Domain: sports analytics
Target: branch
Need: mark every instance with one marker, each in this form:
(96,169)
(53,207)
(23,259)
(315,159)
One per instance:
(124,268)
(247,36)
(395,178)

______________________________

> **Description of the task**
Give back all the records above exactly as they were written.

> **Worked solution**
Domain: sports analytics
Target: branch
Need: mark every instance with one marker, each in this form:
(96,169)
(53,207)
(23,259)
(315,159)
One per instance:
(124,268)
(247,36)
(395,178)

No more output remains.